Print every one of the records below line for line, changing nothing.
** start RECORDS SUPPLIED **
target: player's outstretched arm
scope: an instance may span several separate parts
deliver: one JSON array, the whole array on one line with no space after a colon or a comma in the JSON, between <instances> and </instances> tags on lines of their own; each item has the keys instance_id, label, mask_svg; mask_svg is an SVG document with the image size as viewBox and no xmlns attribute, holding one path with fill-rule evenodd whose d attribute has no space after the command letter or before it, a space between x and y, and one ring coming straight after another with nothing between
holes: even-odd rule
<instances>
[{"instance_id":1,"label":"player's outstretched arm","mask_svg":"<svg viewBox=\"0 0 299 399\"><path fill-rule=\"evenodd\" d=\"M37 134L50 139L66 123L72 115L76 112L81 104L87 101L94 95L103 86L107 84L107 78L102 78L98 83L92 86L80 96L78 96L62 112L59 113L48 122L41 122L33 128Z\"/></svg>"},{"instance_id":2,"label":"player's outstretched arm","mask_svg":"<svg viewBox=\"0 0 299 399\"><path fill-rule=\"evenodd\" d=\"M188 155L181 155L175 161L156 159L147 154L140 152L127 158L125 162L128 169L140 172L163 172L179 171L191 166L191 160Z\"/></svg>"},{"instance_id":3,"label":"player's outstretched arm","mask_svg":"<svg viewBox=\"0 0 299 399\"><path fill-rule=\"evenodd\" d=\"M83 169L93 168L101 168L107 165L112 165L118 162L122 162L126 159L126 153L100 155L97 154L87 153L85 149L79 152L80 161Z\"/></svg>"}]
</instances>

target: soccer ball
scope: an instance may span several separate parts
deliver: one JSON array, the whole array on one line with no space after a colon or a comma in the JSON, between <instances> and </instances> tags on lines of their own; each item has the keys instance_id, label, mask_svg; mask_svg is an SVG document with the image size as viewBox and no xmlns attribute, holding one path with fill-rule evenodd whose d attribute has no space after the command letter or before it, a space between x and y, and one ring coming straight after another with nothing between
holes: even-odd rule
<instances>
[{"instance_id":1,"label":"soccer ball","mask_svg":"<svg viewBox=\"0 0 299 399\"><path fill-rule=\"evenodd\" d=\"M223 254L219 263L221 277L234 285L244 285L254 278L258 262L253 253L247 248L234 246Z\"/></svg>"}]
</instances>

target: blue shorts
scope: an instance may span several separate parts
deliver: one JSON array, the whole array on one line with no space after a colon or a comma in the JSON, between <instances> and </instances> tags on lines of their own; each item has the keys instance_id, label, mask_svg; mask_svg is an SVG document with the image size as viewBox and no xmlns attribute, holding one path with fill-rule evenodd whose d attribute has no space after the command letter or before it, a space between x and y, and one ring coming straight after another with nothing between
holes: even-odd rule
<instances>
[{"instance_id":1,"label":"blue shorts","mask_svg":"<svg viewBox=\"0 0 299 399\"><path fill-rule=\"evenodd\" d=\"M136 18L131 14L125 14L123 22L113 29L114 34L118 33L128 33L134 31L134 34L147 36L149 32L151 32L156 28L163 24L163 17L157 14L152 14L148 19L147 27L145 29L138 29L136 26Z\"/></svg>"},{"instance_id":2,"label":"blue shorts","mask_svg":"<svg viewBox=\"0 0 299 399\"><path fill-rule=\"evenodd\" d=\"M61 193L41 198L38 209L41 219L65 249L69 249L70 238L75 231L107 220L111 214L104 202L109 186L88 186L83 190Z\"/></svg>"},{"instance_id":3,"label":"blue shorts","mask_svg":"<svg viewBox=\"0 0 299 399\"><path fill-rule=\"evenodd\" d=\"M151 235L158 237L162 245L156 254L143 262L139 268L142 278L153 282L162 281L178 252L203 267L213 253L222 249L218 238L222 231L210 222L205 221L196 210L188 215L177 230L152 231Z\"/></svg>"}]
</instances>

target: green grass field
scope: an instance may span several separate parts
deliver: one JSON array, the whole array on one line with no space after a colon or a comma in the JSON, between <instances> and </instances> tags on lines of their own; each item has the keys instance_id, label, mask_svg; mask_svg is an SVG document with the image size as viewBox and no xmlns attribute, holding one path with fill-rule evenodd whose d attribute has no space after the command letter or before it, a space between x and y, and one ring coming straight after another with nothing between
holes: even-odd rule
** end RECORDS SUPPLIED **
FINAL RESULT:
target: player's outstretched arm
scope: an instance may span several separate parts
deliver: one JSON array, the whole array on one line with no space after a colon or a comma in the JSON, between <instances> and </instances> tags on lines of their own; each item has the keys instance_id, label, mask_svg; mask_svg is an SVG document with the image size as viewBox and no xmlns attribute, holding one path with fill-rule evenodd whose d attribute has no space after the command letter or before it, a space between x and y, and one ring coming straight after another with nothing between
holes: even-odd rule
<instances>
[{"instance_id":1,"label":"player's outstretched arm","mask_svg":"<svg viewBox=\"0 0 299 399\"><path fill-rule=\"evenodd\" d=\"M37 134L50 139L66 123L72 115L76 112L81 104L87 101L94 95L103 86L107 84L107 78L102 78L98 83L92 86L80 96L78 96L62 112L59 113L48 122L41 122L33 128Z\"/></svg>"},{"instance_id":2,"label":"player's outstretched arm","mask_svg":"<svg viewBox=\"0 0 299 399\"><path fill-rule=\"evenodd\" d=\"M188 155L181 155L175 161L156 159L147 154L140 152L127 158L125 162L128 169L140 172L163 172L179 171L191 166L191 160Z\"/></svg>"},{"instance_id":3,"label":"player's outstretched arm","mask_svg":"<svg viewBox=\"0 0 299 399\"><path fill-rule=\"evenodd\" d=\"M83 169L93 168L101 168L107 165L112 165L118 162L122 162L126 159L126 153L100 155L97 154L87 153L85 149L79 152L80 161Z\"/></svg>"}]
</instances>

target: soccer ball
scope: an instance may span several separate parts
deliver: one JSON array, the whole array on one line with no space after a colon or a comma in the JSON, between <instances> and </instances> tags on lines of their own; each item has the keys instance_id, label, mask_svg; mask_svg is an SVG document with the image size as viewBox and no xmlns attribute, holding one path with fill-rule evenodd whose d attribute has no space after the command letter or before it, a space between x and y, and one ring coming straight after another with nothing between
holes: even-odd rule
<instances>
[{"instance_id":1,"label":"soccer ball","mask_svg":"<svg viewBox=\"0 0 299 399\"><path fill-rule=\"evenodd\" d=\"M223 254L219 263L221 277L234 285L244 285L254 278L258 262L253 253L247 248L234 246Z\"/></svg>"}]
</instances>

target: blue shorts
scope: an instance may span several separate parts
deliver: one JSON array, the whole array on one line with no space after a colon or a comma in the JSON, between <instances> and </instances> tags on lines of their own; each item has the keys instance_id, label, mask_svg; mask_svg is an SVG document with the image size as viewBox and no xmlns attribute, holding one path with fill-rule evenodd whose d attribute has no space after the command letter or before it, a space between x and y, and one ring coming straight after another with nothing between
holes: even-odd rule
<instances>
[{"instance_id":1,"label":"blue shorts","mask_svg":"<svg viewBox=\"0 0 299 399\"><path fill-rule=\"evenodd\" d=\"M136 18L131 14L125 14L123 22L113 29L114 34L118 33L128 33L134 31L134 34L147 36L149 32L151 32L156 28L163 24L163 17L157 14L152 14L148 19L147 27L145 29L138 29L136 26Z\"/></svg>"},{"instance_id":2,"label":"blue shorts","mask_svg":"<svg viewBox=\"0 0 299 399\"><path fill-rule=\"evenodd\" d=\"M61 193L41 198L38 209L41 219L65 249L69 249L70 238L75 231L107 220L111 214L104 202L109 186L88 186L83 190Z\"/></svg>"},{"instance_id":3,"label":"blue shorts","mask_svg":"<svg viewBox=\"0 0 299 399\"><path fill-rule=\"evenodd\" d=\"M151 235L158 237L162 245L156 254L143 262L139 268L142 278L153 282L162 281L178 252L203 267L213 253L222 249L218 238L222 231L210 222L205 221L196 210L188 215L177 230L152 231Z\"/></svg>"}]
</instances>

target: green grass field
scope: an instance may span several separate parts
deliver: one JSON array, the whole array on one line with no space after a colon or a comma in the JSON, between <instances> and </instances> tags on lines of their own; each item has the keys instance_id, label, mask_svg; mask_svg is an SVG document with the image size as viewBox and no xmlns attribute, holding one path with fill-rule evenodd whose d attribute has no space after the command letter or before it, a space between x and y, and one ring coming straight after another with nothing between
holes: even-odd rule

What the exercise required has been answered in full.